[Excerpts from segmentation rows]
* Start *

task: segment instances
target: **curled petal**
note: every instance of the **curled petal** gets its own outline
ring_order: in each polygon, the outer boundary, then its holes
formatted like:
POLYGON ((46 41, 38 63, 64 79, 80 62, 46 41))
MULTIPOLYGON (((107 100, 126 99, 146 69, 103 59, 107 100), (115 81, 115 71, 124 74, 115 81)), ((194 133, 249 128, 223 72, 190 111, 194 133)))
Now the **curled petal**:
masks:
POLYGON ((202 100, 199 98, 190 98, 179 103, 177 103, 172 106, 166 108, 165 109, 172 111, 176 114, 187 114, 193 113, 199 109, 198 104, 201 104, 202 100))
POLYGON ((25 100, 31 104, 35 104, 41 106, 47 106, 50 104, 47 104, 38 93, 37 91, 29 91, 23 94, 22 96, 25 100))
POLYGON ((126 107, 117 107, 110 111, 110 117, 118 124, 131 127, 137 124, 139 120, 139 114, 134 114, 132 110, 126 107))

* End *

#### [Your goal]
Retype every one of the rows above, keeping each line identical to the original.

#### [Problem solution]
task: segment instances
target: **curled petal**
note: every instance of the **curled petal** gets its own outline
ring_order: in each polygon, the outer boundary, then its holes
formatted like:
POLYGON ((46 41, 38 63, 64 79, 80 62, 46 41))
MULTIPOLYGON (((107 100, 126 99, 146 69, 103 59, 107 100), (115 81, 115 71, 124 74, 115 81)), ((194 133, 249 128, 223 72, 190 111, 194 133)))
Now the **curled petal**:
masks:
POLYGON ((202 100, 199 98, 190 98, 179 103, 177 103, 172 106, 166 108, 165 109, 172 111, 176 114, 187 114, 193 113, 199 109, 198 104, 201 104, 202 100))
POLYGON ((25 100, 31 104, 35 104, 41 106, 47 106, 50 104, 47 104, 38 93, 37 91, 29 91, 23 94, 22 96, 25 100))
POLYGON ((126 107, 117 107, 110 111, 110 117, 118 124, 131 127, 137 124, 139 120, 139 114, 134 114, 132 110, 126 107))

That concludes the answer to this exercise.